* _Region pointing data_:
--*--

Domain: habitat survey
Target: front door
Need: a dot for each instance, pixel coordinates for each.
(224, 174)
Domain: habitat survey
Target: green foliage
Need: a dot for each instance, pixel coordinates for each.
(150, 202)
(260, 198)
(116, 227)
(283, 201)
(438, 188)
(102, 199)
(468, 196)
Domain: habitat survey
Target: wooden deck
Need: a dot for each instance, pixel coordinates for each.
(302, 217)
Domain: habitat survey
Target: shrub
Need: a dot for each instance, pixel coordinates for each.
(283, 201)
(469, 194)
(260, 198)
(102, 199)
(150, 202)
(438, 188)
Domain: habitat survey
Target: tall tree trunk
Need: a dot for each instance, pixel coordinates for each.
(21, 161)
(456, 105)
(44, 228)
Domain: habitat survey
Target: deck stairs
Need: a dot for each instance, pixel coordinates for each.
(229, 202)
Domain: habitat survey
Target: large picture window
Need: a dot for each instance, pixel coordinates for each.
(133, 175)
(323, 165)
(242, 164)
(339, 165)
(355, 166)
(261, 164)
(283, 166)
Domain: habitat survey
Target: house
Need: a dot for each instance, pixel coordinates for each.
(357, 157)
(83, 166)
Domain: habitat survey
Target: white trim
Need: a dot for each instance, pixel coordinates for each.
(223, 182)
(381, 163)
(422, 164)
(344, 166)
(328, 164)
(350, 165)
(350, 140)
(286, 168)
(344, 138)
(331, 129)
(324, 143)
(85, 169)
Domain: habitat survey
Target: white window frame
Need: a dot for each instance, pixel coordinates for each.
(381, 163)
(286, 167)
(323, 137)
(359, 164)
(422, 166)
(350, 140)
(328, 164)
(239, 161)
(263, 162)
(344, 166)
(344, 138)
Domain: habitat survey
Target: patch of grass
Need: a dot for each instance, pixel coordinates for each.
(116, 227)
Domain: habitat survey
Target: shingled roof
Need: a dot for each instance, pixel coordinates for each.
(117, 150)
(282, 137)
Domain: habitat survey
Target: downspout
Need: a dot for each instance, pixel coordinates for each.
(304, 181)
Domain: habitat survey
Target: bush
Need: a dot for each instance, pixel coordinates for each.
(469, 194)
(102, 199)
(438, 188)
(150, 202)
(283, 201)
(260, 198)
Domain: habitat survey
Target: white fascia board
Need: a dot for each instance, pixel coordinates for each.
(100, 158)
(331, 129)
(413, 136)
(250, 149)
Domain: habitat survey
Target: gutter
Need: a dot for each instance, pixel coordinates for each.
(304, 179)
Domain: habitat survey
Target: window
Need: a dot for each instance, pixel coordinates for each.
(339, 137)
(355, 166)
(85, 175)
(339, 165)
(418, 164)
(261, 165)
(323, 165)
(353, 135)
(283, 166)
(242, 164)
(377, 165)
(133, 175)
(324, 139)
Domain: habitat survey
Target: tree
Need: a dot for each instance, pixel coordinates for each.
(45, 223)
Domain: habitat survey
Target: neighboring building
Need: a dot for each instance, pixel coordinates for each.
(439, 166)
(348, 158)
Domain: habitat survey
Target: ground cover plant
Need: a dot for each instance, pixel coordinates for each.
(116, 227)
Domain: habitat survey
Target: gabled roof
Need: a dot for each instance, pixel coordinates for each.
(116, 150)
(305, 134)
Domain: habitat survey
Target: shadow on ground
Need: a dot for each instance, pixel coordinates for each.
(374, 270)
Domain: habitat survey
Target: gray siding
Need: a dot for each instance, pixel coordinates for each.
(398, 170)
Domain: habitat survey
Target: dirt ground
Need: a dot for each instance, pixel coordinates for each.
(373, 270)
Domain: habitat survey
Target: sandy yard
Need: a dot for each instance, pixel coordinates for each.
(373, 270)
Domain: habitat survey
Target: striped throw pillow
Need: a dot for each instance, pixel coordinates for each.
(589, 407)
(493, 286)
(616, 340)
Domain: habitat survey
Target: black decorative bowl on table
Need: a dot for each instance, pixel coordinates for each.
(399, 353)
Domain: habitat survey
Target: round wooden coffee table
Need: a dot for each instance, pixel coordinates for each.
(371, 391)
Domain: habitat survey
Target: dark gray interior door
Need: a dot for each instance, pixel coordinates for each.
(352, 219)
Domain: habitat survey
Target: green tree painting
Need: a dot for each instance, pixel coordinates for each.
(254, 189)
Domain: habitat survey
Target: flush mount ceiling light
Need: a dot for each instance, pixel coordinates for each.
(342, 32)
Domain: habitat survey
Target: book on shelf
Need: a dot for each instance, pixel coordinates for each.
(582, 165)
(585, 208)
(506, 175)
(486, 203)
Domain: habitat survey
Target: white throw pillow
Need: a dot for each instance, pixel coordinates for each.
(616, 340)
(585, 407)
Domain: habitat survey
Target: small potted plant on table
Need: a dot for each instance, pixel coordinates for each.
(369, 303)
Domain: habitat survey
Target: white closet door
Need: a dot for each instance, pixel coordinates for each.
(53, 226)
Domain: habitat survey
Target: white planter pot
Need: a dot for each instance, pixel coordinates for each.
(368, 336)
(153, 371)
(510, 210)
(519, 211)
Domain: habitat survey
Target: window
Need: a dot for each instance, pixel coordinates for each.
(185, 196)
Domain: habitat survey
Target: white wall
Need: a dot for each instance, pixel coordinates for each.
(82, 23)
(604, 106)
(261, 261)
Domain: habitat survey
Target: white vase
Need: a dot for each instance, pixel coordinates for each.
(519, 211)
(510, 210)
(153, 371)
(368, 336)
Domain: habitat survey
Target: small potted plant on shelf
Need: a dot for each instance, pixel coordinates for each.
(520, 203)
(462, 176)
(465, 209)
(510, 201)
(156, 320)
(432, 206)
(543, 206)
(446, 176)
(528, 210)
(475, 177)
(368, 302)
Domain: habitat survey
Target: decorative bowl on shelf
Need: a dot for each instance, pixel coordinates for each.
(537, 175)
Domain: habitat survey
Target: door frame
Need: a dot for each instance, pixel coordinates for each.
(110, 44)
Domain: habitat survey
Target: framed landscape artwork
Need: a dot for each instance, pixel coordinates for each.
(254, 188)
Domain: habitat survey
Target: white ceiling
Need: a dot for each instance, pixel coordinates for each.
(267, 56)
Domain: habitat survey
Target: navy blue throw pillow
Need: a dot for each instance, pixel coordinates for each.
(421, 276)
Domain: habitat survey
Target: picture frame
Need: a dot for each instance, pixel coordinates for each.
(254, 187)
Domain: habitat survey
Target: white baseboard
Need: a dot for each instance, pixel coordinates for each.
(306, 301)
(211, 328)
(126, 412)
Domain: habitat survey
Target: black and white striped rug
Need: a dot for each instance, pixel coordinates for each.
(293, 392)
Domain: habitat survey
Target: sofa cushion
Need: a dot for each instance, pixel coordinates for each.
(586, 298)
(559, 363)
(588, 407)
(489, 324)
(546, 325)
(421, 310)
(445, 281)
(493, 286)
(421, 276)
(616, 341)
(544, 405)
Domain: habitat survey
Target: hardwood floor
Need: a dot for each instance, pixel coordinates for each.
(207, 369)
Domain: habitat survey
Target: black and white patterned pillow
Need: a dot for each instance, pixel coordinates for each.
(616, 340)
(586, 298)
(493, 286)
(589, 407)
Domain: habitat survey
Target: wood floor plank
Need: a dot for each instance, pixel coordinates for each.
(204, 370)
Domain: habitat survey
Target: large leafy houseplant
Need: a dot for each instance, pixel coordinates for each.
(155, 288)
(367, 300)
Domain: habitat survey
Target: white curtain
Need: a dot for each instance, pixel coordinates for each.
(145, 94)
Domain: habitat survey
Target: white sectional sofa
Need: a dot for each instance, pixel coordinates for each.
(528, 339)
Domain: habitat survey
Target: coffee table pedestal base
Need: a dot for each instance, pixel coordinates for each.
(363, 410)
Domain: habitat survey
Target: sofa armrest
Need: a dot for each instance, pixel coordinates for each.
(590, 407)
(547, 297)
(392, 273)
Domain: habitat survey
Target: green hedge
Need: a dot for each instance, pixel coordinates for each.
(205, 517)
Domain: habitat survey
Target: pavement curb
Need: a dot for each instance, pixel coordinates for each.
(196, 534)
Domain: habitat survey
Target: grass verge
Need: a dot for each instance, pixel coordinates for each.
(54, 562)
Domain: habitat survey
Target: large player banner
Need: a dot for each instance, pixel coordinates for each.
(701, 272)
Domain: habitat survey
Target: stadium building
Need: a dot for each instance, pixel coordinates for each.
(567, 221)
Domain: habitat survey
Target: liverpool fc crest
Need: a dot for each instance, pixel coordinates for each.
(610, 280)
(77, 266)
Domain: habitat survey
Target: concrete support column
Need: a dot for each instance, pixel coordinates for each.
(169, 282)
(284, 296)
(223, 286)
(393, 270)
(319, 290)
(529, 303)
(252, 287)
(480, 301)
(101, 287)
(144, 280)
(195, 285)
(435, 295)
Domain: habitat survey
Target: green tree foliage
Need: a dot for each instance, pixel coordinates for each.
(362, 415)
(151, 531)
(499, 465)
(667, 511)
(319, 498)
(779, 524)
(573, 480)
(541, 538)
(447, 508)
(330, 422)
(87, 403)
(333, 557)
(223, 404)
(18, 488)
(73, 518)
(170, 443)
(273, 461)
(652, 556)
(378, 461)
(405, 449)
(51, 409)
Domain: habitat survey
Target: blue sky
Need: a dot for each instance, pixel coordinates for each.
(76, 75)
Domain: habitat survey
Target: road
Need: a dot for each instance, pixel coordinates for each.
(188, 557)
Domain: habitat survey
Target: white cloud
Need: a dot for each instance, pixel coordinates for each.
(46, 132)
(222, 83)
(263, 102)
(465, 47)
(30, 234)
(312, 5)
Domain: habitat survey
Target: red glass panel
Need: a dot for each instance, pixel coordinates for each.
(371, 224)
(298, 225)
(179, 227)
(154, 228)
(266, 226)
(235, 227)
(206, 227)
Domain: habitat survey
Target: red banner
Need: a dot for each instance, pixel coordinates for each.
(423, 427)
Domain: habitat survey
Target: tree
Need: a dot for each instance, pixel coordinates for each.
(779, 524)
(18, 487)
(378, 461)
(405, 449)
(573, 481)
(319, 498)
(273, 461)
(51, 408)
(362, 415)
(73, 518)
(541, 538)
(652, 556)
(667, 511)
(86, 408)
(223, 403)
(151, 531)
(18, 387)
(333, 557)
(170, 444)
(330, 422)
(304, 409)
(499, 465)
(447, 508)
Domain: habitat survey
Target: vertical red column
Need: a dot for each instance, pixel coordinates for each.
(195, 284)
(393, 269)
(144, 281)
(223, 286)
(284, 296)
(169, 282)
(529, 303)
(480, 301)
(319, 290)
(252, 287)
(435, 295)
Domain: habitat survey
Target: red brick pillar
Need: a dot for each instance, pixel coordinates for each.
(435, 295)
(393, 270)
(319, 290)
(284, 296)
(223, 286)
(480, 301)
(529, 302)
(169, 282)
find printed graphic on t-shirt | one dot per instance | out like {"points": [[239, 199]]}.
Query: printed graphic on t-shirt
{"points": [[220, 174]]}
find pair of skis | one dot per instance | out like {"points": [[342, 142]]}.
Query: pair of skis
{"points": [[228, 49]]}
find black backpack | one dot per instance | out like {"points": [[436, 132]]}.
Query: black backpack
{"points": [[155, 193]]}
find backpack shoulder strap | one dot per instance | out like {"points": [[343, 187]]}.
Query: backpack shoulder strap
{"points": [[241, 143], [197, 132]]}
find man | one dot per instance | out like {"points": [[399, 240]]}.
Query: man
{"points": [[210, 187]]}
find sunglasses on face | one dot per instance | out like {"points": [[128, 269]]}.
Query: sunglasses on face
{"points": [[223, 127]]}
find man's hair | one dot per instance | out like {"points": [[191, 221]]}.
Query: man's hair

--*--

* _Exercise directions_:
Return the count of lines in the entries above that include the word "floor", without any added text.

* _Answer section_:
2